Exercise details: Begin with the line that holds "Query: hoarding" and repeat each line after it exactly, ending with the last line of the listing.

++++ Dataset records ++++

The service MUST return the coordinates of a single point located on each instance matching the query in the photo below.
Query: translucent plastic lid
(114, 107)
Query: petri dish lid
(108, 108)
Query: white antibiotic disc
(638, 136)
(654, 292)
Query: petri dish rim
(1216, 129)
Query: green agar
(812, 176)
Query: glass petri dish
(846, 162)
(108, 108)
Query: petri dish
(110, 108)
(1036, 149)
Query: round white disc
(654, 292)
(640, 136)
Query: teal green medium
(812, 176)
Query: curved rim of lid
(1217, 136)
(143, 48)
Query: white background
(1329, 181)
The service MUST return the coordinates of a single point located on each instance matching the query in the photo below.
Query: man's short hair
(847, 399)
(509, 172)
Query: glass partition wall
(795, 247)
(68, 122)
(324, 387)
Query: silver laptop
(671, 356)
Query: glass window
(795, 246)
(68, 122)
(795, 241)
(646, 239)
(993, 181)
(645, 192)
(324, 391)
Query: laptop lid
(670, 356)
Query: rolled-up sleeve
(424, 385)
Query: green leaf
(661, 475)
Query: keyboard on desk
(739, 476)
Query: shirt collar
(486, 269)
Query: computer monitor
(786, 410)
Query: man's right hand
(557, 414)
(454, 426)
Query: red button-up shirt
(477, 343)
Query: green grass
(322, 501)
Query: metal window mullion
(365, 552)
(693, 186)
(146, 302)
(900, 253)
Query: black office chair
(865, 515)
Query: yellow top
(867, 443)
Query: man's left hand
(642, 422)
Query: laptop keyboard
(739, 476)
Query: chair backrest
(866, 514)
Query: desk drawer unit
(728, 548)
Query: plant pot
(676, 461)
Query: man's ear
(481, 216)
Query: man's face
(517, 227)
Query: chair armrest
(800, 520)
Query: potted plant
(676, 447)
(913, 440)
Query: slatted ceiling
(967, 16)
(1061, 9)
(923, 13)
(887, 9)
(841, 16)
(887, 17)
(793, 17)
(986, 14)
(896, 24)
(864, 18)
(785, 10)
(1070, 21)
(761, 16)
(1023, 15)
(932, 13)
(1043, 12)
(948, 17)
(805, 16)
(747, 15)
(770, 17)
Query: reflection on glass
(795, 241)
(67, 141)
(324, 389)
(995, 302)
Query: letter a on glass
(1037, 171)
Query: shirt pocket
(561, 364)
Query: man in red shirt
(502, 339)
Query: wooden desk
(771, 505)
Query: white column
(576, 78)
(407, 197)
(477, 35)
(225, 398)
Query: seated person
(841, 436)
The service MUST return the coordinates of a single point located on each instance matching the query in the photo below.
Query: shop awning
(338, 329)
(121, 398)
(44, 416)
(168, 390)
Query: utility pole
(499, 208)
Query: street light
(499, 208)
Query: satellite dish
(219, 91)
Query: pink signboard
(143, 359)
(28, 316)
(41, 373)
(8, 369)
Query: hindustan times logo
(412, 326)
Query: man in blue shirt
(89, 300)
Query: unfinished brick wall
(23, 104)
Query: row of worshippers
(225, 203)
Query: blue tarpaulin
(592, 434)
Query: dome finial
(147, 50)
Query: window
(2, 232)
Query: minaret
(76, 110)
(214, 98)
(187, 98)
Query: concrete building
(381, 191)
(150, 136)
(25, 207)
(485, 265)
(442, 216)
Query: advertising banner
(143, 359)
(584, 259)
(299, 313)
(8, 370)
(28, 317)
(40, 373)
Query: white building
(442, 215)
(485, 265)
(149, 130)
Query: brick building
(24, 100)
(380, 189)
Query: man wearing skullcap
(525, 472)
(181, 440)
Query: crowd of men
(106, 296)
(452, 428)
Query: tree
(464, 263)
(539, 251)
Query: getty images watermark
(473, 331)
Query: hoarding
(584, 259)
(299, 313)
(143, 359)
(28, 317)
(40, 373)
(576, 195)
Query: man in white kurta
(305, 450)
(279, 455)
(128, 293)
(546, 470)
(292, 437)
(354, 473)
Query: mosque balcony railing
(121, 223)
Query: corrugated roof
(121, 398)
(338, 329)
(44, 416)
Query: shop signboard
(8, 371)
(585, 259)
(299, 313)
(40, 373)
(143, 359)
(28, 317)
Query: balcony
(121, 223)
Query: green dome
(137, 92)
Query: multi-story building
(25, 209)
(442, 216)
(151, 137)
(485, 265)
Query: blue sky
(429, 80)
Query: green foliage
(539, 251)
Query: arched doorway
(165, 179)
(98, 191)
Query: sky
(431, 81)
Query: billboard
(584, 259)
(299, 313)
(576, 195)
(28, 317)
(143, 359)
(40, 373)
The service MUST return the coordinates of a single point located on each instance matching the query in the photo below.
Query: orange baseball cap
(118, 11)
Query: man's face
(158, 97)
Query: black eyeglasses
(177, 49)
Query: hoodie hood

++++

Problem solution:
Query: hoarding
(584, 259)
(299, 313)
(143, 359)
(28, 317)
(40, 373)
(576, 195)
Query: man in white kurta
(305, 450)
(279, 455)
(128, 293)
(546, 470)
(292, 437)
(354, 473)
Query: mosque balcony railing
(121, 223)
Query: corrugated roof
(121, 398)
(338, 329)
(44, 416)
Query: shop signboard
(8, 371)
(585, 259)
(299, 313)
(40, 373)
(143, 359)
(28, 317)
Query: balcony
(121, 223)
Query: green dome
(137, 92)
Query: multi-story building
(25, 209)
(442, 216)
(151, 137)
(485, 265)
Query: blue sky
(429, 80)
Query: green foliage
(539, 251)
Query: arched doorway
(165, 179)
(98, 191)
Query: sky
(431, 81)
Query: billboard
(584, 259)
(299, 313)
(576, 195)
(28, 317)
(143, 359)
(40, 373)
The service MUST return the coordinates of a single point located on each instance matching the query in the photo below.
Query: orange baseball cap
(118, 11)
Query: man's face
(158, 97)
Query: black eyeglasses
(177, 49)
Query: hoodie hood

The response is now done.